■ EXERCISE DETAILS
Reproduce the listing below verbatim, leaving out the pictures.
** start of INPUT **
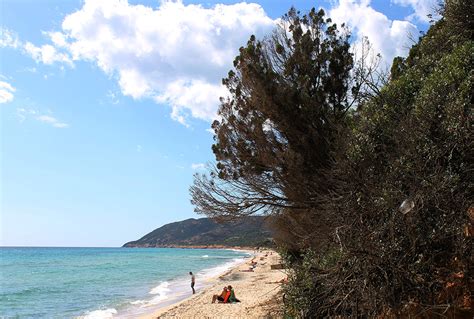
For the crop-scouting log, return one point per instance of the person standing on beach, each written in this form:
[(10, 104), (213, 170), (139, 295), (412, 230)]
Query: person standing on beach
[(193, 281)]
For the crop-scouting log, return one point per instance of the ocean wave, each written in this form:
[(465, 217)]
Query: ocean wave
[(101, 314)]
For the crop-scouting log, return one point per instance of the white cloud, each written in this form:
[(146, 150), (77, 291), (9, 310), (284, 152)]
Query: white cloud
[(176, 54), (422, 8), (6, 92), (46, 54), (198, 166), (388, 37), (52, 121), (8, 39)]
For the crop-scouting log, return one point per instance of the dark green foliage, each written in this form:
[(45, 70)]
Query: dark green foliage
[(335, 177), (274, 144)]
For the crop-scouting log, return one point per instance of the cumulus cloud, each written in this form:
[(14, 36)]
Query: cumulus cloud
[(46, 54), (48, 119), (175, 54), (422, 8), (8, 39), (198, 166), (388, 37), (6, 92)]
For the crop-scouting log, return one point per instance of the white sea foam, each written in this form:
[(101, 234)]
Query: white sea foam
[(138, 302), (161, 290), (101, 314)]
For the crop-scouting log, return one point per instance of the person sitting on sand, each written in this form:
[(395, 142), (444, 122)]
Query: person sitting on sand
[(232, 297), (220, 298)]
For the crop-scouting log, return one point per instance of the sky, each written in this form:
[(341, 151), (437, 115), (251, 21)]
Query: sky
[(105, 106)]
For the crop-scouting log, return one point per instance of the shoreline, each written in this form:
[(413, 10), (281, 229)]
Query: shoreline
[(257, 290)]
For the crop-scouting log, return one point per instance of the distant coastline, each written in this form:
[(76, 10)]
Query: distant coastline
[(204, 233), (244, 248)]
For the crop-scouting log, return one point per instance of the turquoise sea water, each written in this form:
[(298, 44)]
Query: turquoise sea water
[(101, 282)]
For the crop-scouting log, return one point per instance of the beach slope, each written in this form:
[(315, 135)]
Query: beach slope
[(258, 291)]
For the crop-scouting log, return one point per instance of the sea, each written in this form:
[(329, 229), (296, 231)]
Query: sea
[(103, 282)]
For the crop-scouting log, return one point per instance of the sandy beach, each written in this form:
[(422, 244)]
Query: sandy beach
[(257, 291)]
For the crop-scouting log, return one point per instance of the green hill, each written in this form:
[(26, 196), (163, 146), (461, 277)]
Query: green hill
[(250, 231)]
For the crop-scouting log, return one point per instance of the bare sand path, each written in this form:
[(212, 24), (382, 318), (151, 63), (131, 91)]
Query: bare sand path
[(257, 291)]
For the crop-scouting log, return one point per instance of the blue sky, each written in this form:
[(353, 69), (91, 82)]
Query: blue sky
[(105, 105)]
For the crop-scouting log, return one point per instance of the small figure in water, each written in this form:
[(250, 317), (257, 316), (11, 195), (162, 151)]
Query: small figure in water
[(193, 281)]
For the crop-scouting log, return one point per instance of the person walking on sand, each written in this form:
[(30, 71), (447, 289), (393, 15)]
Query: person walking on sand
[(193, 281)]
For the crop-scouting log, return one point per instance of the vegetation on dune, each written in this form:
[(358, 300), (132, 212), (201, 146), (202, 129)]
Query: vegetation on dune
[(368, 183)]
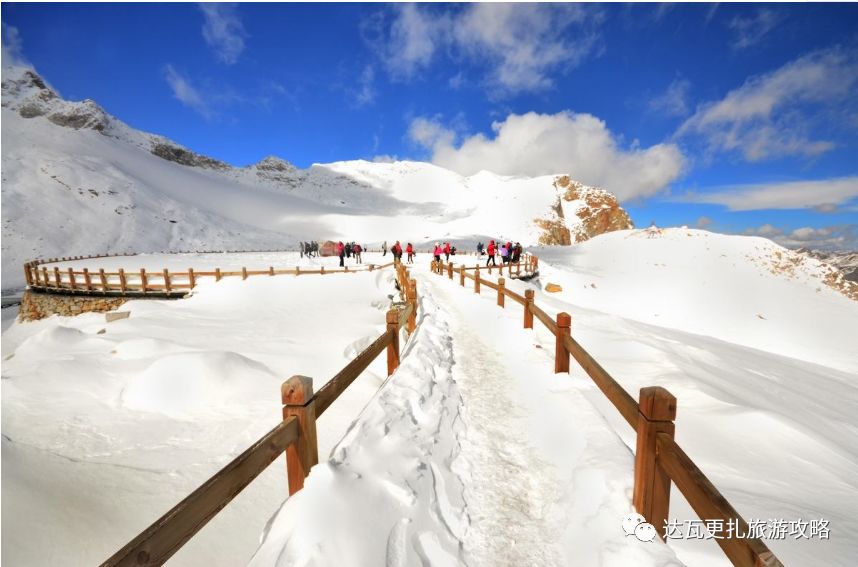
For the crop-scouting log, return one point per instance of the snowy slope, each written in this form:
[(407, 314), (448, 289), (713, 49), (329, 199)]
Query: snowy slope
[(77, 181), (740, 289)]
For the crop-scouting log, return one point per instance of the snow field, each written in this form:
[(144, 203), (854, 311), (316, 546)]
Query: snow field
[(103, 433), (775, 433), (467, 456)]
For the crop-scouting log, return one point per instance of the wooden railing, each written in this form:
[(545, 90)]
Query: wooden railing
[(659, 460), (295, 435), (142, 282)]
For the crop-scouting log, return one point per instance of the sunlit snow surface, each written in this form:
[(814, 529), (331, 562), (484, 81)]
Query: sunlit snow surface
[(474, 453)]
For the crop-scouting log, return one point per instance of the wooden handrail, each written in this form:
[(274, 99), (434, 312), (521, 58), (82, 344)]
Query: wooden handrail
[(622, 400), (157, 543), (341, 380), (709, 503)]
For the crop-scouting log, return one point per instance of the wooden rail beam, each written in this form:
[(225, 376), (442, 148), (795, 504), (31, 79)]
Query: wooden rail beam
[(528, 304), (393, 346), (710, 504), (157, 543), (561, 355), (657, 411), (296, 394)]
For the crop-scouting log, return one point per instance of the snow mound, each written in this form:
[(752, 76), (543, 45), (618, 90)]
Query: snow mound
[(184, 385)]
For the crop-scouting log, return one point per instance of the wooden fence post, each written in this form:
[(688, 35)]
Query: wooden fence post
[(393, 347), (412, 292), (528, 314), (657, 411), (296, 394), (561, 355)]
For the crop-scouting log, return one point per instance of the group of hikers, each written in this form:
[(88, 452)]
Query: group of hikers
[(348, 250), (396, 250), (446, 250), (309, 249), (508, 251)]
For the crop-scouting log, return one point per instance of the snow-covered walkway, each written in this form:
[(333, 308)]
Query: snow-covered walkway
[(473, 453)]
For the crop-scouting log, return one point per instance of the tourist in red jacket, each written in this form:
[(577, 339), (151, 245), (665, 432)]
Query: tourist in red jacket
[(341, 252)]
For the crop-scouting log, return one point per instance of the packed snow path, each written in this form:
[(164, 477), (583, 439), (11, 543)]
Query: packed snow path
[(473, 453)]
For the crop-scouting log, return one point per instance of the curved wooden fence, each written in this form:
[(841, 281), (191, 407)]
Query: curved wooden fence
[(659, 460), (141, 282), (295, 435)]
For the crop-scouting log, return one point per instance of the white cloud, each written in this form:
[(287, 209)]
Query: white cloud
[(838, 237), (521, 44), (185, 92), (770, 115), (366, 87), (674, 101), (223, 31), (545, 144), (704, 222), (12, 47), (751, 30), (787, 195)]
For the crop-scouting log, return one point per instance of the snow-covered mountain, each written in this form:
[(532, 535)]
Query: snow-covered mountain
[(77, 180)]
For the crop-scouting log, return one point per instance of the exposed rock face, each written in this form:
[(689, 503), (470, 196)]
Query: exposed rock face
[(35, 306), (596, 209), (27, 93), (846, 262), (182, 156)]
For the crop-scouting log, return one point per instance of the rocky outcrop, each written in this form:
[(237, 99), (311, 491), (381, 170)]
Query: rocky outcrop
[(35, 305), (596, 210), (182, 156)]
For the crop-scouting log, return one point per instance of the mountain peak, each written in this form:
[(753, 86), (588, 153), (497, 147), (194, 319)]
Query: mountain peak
** end of INPUT **
■ FULL SOLUTION
For the crop-scouting log, return one point per instance of the person standing on beach, each written in this form:
[(10, 104), (213, 170), (139, 295), (412, 230)]
Query: person standing on beach
[(193, 281)]
For the crop-scouting log, return one point per instance of the ocean wave, each written in this form:
[(465, 217)]
Query: ocean wave
[(101, 314)]
For the crop-scouting log, return one point per instance of the white cloud, each written in this form:
[(146, 150), (77, 291), (9, 310), (284, 152)]
Query: white cloud
[(176, 54), (422, 8), (6, 92), (46, 54), (198, 166), (388, 37), (52, 121), (8, 39)]
For the crop-scouting log, return one point per instance of the dark green foliage, each written in this form:
[(45, 70)]
Query: dark green foliage
[(335, 177), (274, 144)]
For the crop-scouting log, return one point per instance of the cumulus cloud, each written in this form:
[(14, 36)]
Query: cumulus cloud
[(46, 54), (48, 119), (175, 54), (422, 8), (8, 39), (198, 166), (388, 37), (6, 92)]
For the crop-scouting log, return one point per instance of the white sea foam, each written in this form:
[(101, 234)]
Query: white sea foam
[(138, 302), (161, 290), (101, 314)]
For the crop-scouting log, return one point per instance of the person sitting on sand, each written in this form:
[(395, 142), (444, 122)]
Query: person sitting on sand
[(232, 297), (220, 298)]
For the crop-scouting log, return one point per instance of the sky, each written in this form:
[(341, 151), (437, 115), (251, 21)]
Query: sky
[(105, 106)]
For the crop-scouting log, return one point per instance of the shoreline, each written in this form:
[(413, 10), (281, 229)]
Query: shoreline
[(257, 290)]
For the crop-scouting log, return one point per instance of the distant coastline, each written in this form:
[(76, 10)]
Query: distant coastline
[(204, 233), (244, 248)]
For the crop-scouting log, return one point per instance of the turquoise sea water, each written in this form:
[(298, 44)]
Query: turquoise sea water
[(101, 282)]
For the crop-scouting log, return one point per instance of the beach slope, each written in this form:
[(315, 135)]
Query: beach slope
[(258, 291)]
For the crop-scouting log, return one point per instance of the sea, each written in this form:
[(329, 229), (296, 231)]
Query: sea
[(103, 282)]
For the crop-scouting log, return one point per instance of the sandy beach, each written in this form:
[(422, 244)]
Query: sandy beach
[(257, 291)]
For the crop-scouting log, return one point per instance of the green hill, each written in this form:
[(26, 196), (163, 146), (461, 277)]
Query: green hill
[(250, 231)]
For the crop-scouting log, return one point per instance of the bare sand path, each written in this form:
[(212, 24), (382, 318), (151, 63), (131, 91)]
Query: bare sand path
[(257, 291)]
For the crop-scouting log, return one point per instance of the blue sky, each written in this form:
[(353, 69), (91, 82)]
Query: blue sky
[(105, 105)]
For the crop-scouting log, return one point per instance of the small figure in water, each written in this form:
[(250, 317), (257, 316), (11, 195), (162, 151)]
Query: small figure in water
[(193, 281)]
For the crop-scouting log, return one point per instance of the person walking on sand, each written in this form:
[(30, 71), (447, 289), (393, 15)]
Query: person walking on sand
[(193, 281)]
For the crop-scouting log, return one point per instance of the vegetation on dune, each written in this form:
[(358, 300), (132, 212), (201, 146), (202, 129)]
Query: vegetation on dune
[(368, 183)]
For the crop-scouting log, return one point per instance of the snowy slope, each written in this form:
[(407, 314), (448, 289), (713, 49), (329, 199)]
Query: snowy slope
[(77, 181), (740, 289)]
For the crop-scouting log, return one point per instance of the snow field, each written in this form:
[(144, 203), (854, 311), (316, 546)]
Query: snow field
[(103, 433), (775, 433), (467, 456)]
For the crop-scouting log, return one point per instance of the wooden railing, each written in this form:
[(545, 90)]
Query: wooden railing
[(659, 460), (295, 435), (142, 282)]
For the crop-scouting log, return one point per instance of the sunlit snow surface, each written in this form:
[(814, 529), (331, 562), (484, 81)]
Query: sunlit snow surface
[(474, 453)]
For the crop-scouting log, return one point per instance of the wooden handrail, each written in this form:
[(274, 99), (434, 312), (521, 58), (82, 344)]
Query: wooden handrail
[(622, 400), (157, 543), (341, 380), (709, 503)]
For the crop-scouting log, return one point per instance of the wooden rail beam, each written in this form:
[(225, 376), (442, 148), (795, 504), (31, 79)]
Query: wooden rail beam
[(528, 304), (393, 346), (710, 504), (157, 543), (561, 355), (657, 411), (296, 394)]
For the crop-scouting log, return one point per instance of the snow mound, each written in this form:
[(752, 76), (543, 45), (618, 90)]
Query: snow mound
[(184, 385)]
For the crop-scouting log, return one point per instance of the wooden fence post, each written in this form:
[(688, 35)]
Query: wooden fence post
[(393, 347), (412, 292), (528, 314), (657, 411), (296, 394), (561, 355)]
For the crop-scouting log, return one point per instance of the group of hikers, each written in this form:
[(88, 452)]
Query: group of hikers
[(348, 250), (396, 250), (446, 250), (309, 249), (508, 251)]
For the crop-scouting log, return one point per instance of the snow-covered walkway, each written in this form:
[(333, 308)]
Query: snow-covered walkway
[(473, 453)]
For the crop-scouting log, return one point per instance of the tourist in red jacket, each written in this form:
[(577, 339), (151, 245), (665, 432)]
Query: tourist in red jacket
[(341, 252)]
For the crop-scouting log, return one point per instance of the packed snow path, each written in this form:
[(164, 477), (583, 439), (11, 543)]
Query: packed snow path
[(473, 453)]
For the crop-scouting log, return one point per instance of the curved wooden fence, each written in this form:
[(841, 281), (191, 407)]
Query: curved wooden fence
[(659, 460), (141, 282), (295, 435)]
For the crop-scouting log, return one point per instance of the white cloud, each written in this form:
[(287, 209)]
Query: white cloud
[(838, 237), (521, 44), (185, 92), (770, 115), (366, 87), (674, 101), (223, 31), (545, 144), (704, 222), (12, 47), (751, 30), (787, 195)]
For the crop-scouting log, return one point per instance of the snow-covered mountain, each written in this form:
[(532, 535)]
Query: snow-covered mountain
[(77, 180)]
For the crop-scouting log, return one point per instance of the exposed rock face, each written in this form:
[(689, 503), (470, 196)]
Query: exposed rock face
[(35, 306), (596, 209), (27, 93), (846, 262), (182, 156)]
For the crop-scouting log, return one point per instance of the rocky outcrop, each written in this form:
[(237, 99), (311, 491), (381, 170)]
Query: rocky outcrop
[(35, 305), (596, 210), (182, 156)]
For the crop-scouting log, return one point per instance of the mountain peak, each written in this form:
[(753, 86), (588, 153), (497, 147), (194, 319)]
Query: mountain peak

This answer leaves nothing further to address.